§ PROBLEM TO SOLVE
No line before the one containing "Can you spot the snow-covered ground" is to be output; retype exactly that line and all lines that follow it to the end of the records.

[[ SUPPLIED INFORMATION, beginning ]]

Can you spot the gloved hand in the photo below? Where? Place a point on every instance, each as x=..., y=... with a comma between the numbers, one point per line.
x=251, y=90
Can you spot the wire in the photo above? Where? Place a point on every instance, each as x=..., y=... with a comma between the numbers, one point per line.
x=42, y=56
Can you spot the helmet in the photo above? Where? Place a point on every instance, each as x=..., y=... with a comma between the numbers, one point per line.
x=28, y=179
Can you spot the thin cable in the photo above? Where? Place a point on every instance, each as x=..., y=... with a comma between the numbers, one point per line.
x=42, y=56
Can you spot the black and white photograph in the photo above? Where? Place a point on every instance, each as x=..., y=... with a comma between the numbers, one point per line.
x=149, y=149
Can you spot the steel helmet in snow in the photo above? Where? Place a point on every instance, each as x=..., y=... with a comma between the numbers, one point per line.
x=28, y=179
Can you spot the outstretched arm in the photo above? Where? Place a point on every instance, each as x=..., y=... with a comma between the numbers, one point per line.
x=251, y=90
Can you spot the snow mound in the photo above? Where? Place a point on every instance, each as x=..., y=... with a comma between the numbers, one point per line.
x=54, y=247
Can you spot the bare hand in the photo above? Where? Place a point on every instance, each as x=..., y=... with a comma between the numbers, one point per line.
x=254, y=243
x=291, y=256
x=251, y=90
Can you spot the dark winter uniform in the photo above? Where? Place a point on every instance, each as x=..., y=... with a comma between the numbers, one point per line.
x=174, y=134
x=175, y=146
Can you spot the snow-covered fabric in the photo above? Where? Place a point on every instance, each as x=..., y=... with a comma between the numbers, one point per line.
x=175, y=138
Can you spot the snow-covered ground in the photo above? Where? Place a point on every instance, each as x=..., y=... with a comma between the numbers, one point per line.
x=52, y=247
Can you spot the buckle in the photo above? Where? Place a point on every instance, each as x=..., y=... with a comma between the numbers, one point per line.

[[ SUPPLIED INFORMATION, end ]]

§ SOLUTION FOR THIS TASK
Can you spot the snow-covered ground in the photo above? Where? Place a point on every instance, each as x=..., y=... with a comma between the numbers, one point per line.
x=52, y=247
Can you spot the buckle in the photo above? Where? Place a point on every instance, each as x=..., y=... with a comma between the numbers, one point per line.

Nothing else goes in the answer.